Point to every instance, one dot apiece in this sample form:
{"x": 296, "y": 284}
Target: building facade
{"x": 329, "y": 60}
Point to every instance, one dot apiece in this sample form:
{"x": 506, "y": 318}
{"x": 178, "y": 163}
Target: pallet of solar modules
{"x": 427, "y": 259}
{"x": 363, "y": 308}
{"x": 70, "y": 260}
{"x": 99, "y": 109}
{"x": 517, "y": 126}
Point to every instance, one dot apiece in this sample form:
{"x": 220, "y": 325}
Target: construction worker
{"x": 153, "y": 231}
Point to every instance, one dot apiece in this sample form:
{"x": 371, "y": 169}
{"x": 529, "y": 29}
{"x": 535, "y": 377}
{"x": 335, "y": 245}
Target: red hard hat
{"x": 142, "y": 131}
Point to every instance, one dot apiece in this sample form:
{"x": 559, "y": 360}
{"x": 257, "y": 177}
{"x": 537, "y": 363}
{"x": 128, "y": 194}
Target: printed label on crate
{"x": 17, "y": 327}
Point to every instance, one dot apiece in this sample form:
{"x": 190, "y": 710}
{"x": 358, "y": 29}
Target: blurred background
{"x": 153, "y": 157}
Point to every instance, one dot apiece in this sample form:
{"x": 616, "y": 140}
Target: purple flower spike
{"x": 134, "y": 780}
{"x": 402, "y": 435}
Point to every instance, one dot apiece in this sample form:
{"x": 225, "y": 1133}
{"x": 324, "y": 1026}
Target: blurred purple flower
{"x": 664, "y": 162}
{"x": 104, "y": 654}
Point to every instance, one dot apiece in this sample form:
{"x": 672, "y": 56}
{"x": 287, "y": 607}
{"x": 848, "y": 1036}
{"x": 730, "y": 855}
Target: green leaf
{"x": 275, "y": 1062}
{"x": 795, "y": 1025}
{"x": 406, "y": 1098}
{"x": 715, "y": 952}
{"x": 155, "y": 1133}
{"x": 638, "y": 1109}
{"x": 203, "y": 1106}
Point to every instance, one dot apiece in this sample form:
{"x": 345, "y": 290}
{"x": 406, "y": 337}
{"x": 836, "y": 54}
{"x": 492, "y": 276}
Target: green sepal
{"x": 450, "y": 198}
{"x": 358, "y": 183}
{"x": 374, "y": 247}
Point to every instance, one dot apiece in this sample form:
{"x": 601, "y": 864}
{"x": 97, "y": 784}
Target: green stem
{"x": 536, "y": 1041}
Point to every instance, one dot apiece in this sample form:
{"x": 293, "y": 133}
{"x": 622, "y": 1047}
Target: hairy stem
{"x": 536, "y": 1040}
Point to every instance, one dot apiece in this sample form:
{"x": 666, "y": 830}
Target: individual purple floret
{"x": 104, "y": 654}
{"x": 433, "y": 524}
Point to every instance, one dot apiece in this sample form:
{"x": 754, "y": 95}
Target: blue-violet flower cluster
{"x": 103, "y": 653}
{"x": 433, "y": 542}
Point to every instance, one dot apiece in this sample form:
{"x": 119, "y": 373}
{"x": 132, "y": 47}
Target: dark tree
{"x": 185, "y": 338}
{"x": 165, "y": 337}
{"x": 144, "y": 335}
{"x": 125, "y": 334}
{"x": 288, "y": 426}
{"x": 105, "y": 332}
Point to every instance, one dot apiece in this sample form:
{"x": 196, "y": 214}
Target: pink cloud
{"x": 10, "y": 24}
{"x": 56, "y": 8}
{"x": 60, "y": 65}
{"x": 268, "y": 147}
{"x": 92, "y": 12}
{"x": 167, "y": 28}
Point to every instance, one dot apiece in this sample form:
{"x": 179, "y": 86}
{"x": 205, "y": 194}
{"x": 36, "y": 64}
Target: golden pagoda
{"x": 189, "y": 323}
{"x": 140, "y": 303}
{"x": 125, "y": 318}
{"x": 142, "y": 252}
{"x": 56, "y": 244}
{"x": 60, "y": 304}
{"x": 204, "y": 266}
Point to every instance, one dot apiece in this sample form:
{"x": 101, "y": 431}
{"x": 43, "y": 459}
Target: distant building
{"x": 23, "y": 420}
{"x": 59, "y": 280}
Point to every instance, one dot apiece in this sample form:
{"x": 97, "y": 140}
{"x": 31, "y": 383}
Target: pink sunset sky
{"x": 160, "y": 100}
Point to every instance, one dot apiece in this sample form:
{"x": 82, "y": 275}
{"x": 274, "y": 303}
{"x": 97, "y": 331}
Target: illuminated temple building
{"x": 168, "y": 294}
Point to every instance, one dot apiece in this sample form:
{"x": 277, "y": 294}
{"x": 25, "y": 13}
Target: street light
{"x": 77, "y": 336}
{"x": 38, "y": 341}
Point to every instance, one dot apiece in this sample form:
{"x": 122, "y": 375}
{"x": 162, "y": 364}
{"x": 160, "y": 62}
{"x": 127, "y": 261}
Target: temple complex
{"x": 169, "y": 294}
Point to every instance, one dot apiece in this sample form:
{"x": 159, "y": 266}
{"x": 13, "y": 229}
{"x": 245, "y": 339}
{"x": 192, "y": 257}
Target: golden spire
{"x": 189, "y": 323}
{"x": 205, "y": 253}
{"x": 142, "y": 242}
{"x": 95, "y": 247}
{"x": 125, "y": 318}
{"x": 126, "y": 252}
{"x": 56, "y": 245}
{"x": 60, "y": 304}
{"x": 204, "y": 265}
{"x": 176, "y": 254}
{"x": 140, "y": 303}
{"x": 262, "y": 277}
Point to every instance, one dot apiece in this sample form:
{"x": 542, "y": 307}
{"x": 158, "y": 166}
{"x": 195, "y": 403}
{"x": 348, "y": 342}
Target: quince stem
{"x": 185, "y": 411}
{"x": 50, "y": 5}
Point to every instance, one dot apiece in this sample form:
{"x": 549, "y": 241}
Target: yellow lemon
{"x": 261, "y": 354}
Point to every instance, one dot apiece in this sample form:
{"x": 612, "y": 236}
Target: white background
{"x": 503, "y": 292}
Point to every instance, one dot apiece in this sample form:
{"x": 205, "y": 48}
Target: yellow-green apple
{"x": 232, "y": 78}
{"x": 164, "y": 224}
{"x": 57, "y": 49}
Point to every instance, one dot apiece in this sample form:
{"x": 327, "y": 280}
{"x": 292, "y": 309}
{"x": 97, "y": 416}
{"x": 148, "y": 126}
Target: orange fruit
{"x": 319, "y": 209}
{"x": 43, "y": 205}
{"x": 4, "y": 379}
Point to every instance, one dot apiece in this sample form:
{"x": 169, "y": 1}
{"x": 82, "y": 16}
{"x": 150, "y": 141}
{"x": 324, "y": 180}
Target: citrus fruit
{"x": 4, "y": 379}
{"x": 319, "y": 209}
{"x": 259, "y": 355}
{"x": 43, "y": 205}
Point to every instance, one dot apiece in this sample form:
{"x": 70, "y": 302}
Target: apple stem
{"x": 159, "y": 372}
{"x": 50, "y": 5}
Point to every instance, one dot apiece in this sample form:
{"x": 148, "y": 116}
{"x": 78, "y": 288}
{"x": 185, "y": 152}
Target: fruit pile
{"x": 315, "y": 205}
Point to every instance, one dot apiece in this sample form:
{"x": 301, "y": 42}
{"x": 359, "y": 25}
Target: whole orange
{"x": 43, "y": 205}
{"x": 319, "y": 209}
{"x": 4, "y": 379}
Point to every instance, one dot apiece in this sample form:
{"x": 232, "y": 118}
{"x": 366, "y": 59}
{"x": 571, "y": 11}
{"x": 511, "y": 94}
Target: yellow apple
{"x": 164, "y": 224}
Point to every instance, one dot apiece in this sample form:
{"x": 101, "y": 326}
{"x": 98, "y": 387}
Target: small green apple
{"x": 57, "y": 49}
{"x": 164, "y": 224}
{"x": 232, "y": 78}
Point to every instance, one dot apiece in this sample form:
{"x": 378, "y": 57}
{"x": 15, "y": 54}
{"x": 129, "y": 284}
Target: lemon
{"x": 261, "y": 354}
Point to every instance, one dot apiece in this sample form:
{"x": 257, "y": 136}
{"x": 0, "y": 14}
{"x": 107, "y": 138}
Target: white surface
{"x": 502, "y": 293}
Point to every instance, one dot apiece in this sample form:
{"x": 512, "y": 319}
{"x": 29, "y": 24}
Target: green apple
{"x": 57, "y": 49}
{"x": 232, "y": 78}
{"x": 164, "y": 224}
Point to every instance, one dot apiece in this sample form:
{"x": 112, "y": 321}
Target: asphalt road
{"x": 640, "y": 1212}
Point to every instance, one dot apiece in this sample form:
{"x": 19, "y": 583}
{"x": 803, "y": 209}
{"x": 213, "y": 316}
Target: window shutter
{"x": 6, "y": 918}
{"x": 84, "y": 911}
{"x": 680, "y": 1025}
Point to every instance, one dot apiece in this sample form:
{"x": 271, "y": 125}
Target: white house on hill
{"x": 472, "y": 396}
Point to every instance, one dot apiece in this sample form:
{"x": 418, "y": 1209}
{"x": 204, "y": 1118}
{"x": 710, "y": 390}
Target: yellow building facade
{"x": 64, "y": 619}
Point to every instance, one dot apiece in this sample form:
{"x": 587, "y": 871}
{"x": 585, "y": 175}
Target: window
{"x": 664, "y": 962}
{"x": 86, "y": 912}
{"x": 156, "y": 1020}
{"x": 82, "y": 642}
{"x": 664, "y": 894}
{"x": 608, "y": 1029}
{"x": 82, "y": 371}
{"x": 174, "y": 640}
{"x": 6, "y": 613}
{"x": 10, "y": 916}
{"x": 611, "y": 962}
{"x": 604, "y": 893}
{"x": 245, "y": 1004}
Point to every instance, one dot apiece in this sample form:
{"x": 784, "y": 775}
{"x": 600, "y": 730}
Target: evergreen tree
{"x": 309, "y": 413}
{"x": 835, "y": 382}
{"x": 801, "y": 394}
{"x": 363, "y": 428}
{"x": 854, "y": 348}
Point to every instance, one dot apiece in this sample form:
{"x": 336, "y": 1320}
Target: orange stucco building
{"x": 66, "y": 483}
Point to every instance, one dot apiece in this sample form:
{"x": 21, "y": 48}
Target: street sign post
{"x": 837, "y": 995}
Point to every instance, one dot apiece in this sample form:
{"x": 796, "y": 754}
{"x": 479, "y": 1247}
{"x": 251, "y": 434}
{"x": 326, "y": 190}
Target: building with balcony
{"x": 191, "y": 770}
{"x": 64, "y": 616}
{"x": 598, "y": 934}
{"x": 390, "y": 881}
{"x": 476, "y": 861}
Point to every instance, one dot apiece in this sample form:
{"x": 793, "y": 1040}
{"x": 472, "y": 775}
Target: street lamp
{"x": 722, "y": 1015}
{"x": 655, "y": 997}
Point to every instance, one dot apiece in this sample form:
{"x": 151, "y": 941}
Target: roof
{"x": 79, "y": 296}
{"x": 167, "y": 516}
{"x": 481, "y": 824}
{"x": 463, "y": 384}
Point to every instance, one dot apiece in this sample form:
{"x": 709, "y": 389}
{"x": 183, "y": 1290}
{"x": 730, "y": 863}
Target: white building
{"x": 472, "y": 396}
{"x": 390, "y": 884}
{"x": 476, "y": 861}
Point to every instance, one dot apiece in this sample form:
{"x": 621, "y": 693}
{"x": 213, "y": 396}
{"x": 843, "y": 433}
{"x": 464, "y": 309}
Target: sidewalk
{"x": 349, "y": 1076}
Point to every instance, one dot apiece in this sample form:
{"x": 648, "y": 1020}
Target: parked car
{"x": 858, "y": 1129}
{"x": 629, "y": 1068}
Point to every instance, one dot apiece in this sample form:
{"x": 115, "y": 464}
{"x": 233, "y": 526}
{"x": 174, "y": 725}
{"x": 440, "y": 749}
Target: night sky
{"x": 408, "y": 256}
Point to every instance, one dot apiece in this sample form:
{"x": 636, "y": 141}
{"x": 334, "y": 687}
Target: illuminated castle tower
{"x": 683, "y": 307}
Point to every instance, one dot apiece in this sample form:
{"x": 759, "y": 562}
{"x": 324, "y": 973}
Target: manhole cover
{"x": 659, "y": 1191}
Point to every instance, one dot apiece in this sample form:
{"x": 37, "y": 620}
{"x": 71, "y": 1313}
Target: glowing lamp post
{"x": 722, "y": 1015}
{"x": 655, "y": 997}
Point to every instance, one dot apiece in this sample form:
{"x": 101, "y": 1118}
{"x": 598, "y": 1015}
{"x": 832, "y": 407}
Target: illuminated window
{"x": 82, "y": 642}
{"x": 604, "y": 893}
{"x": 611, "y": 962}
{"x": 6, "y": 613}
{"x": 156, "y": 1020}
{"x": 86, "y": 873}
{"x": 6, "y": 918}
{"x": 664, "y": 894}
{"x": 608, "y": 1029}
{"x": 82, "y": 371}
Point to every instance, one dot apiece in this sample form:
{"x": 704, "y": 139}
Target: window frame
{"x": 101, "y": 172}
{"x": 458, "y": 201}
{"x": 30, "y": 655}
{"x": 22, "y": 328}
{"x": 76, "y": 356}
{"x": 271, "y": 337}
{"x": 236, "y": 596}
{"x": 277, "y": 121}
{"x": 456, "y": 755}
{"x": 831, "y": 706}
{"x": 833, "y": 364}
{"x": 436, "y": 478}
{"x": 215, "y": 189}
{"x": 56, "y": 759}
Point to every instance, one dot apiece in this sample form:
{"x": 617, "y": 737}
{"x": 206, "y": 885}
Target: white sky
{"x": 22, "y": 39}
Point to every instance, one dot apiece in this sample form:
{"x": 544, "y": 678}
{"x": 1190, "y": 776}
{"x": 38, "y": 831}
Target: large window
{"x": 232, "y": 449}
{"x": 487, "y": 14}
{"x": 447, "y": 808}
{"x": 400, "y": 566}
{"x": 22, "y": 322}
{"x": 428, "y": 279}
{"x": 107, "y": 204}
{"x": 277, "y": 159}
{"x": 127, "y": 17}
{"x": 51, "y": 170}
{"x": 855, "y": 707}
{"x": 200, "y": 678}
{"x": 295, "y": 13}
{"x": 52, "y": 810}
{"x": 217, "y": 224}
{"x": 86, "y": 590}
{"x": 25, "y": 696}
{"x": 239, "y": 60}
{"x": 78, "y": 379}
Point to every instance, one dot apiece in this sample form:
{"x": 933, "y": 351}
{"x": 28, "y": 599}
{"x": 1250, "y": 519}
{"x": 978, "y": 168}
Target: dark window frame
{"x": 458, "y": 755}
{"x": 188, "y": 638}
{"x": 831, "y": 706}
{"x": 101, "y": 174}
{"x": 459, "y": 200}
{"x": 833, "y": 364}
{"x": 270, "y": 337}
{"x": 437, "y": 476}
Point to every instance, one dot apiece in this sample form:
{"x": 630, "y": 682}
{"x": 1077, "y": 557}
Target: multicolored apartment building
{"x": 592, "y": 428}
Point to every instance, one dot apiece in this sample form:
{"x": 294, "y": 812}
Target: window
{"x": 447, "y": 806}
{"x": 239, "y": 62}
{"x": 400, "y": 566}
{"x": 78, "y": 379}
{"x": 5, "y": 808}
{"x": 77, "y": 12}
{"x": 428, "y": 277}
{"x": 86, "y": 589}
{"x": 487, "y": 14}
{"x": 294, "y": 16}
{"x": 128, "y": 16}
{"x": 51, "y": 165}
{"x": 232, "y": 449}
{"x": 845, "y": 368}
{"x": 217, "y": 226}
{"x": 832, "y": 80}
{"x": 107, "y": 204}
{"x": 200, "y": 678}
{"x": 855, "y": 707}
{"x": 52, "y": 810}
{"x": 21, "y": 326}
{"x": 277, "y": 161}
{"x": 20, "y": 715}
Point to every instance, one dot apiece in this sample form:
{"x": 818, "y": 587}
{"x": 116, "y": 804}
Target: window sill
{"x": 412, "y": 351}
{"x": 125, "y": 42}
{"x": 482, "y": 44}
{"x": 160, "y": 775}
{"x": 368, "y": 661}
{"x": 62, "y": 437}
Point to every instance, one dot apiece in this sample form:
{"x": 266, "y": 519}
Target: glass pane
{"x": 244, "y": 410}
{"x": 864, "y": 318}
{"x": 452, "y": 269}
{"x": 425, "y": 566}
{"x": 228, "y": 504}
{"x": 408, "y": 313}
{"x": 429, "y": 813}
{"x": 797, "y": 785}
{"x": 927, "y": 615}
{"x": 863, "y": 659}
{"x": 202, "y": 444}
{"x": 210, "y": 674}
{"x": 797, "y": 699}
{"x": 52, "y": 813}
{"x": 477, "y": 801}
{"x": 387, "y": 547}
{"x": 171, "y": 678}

■ Direction
Gather each line of the rows above that contains the string "flower" and copy it in full. The match is case-sensitive.

■ Answer for this exercise
Target: purple flower spike
Target: blurred purple flower
Target: blue-violet flower cluster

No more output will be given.